— REQUIREMENT —
Wherever the word "below" shows up in the data, report the line it sits in.

— SOURCE MATERIAL —
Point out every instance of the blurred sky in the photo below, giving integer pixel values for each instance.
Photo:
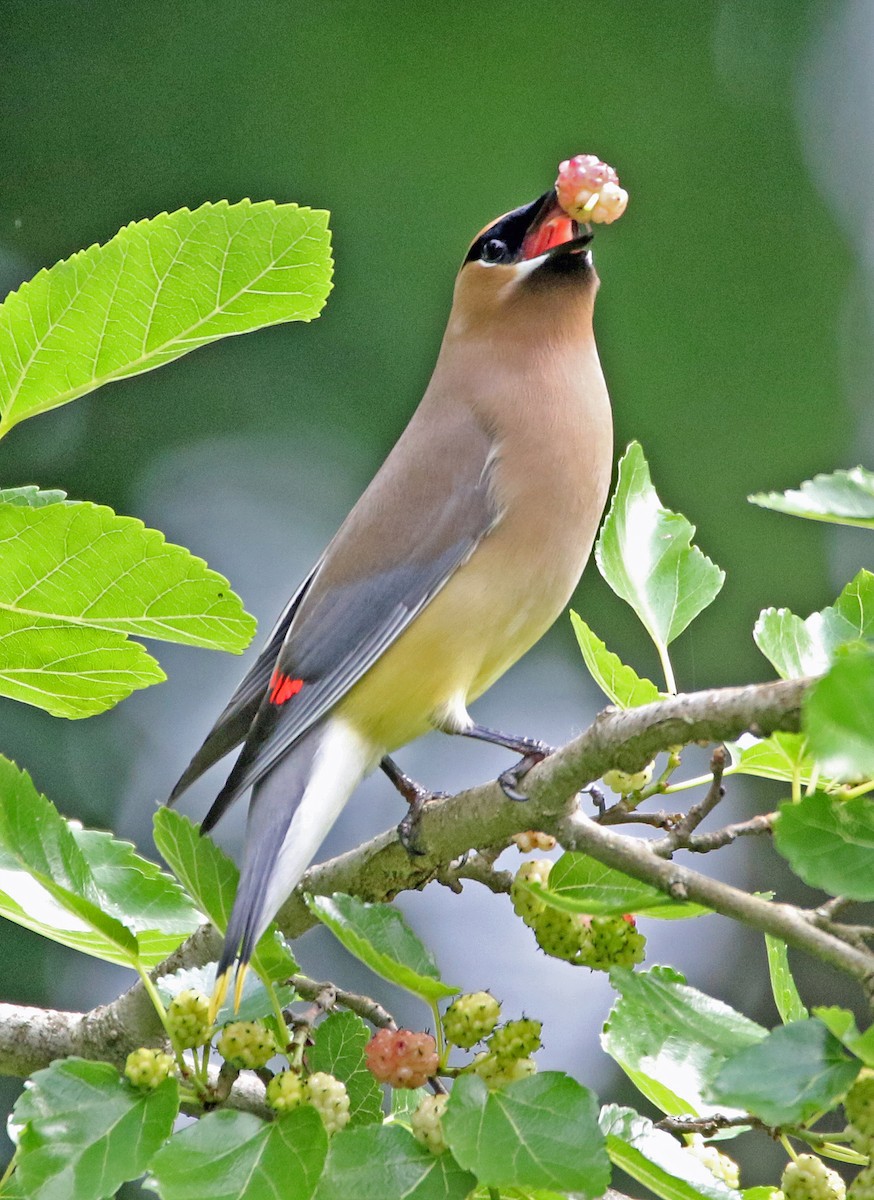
(734, 323)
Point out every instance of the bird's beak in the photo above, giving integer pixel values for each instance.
(552, 232)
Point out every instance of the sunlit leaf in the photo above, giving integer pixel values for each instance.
(671, 1039)
(378, 935)
(622, 685)
(830, 843)
(154, 292)
(656, 1159)
(540, 1132)
(237, 1156)
(210, 877)
(645, 553)
(845, 497)
(785, 993)
(85, 1131)
(797, 647)
(798, 1071)
(839, 717)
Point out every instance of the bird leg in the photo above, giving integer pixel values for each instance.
(532, 750)
(417, 797)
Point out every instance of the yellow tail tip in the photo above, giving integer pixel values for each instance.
(241, 970)
(219, 993)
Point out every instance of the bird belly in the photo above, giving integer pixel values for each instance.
(489, 613)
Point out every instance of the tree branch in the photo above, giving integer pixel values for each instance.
(482, 816)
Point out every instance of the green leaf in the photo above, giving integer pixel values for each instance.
(339, 1050)
(620, 683)
(579, 883)
(379, 936)
(830, 843)
(839, 717)
(789, 1003)
(70, 671)
(154, 292)
(387, 1163)
(797, 647)
(783, 756)
(798, 1071)
(84, 565)
(540, 1132)
(845, 497)
(31, 496)
(842, 1024)
(46, 881)
(671, 1039)
(139, 894)
(645, 553)
(237, 1156)
(656, 1159)
(210, 877)
(85, 1131)
(256, 1003)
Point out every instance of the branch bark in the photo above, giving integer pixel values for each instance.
(483, 817)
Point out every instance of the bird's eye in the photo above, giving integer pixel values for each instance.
(494, 251)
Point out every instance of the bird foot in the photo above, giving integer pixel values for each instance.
(408, 832)
(510, 779)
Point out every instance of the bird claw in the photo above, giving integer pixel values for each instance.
(408, 828)
(510, 779)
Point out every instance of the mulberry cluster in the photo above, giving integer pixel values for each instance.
(148, 1068)
(401, 1057)
(426, 1123)
(809, 1179)
(324, 1092)
(471, 1018)
(187, 1019)
(718, 1164)
(246, 1044)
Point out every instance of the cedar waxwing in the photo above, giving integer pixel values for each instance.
(459, 556)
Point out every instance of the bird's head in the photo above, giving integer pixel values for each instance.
(536, 257)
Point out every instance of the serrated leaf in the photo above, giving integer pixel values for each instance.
(339, 1050)
(237, 1156)
(154, 292)
(139, 894)
(671, 1039)
(256, 1003)
(845, 497)
(31, 496)
(540, 1132)
(620, 683)
(796, 647)
(783, 988)
(83, 564)
(579, 883)
(210, 877)
(830, 843)
(46, 882)
(378, 935)
(842, 1024)
(782, 756)
(85, 1131)
(838, 717)
(797, 1072)
(387, 1163)
(70, 671)
(656, 1159)
(646, 556)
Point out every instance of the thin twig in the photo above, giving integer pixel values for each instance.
(680, 837)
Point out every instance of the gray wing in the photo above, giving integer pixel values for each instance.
(420, 519)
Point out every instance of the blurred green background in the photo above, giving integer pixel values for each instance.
(732, 318)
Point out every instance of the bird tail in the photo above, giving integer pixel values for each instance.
(291, 813)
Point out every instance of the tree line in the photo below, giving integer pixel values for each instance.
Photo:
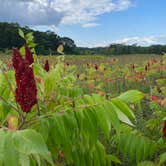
(47, 43)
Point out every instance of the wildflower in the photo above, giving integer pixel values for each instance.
(164, 129)
(96, 67)
(46, 66)
(26, 91)
(146, 68)
(159, 90)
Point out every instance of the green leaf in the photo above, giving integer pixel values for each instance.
(30, 142)
(21, 33)
(162, 158)
(131, 96)
(123, 108)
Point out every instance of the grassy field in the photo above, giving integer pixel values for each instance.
(99, 80)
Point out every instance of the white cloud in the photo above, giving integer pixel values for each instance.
(144, 41)
(90, 25)
(54, 12)
(141, 41)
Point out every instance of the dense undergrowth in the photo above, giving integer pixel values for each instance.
(101, 114)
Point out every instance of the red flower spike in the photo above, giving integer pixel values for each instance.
(164, 129)
(29, 56)
(26, 91)
(96, 67)
(46, 66)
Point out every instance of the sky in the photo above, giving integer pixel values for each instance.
(92, 23)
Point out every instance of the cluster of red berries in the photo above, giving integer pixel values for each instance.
(26, 91)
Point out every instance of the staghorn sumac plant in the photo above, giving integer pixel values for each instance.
(47, 119)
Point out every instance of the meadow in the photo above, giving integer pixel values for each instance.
(82, 110)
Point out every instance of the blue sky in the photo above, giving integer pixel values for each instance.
(93, 22)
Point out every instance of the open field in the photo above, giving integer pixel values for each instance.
(113, 106)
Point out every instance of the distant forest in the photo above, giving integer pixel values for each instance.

— OUTPUT FOR THIS TASK —
Point out every instance of the blurred sky in the photo below, giving integer pixel values for each instance.
Point out every instance of the tree line in the photo below, giving integer pixel values for each instance.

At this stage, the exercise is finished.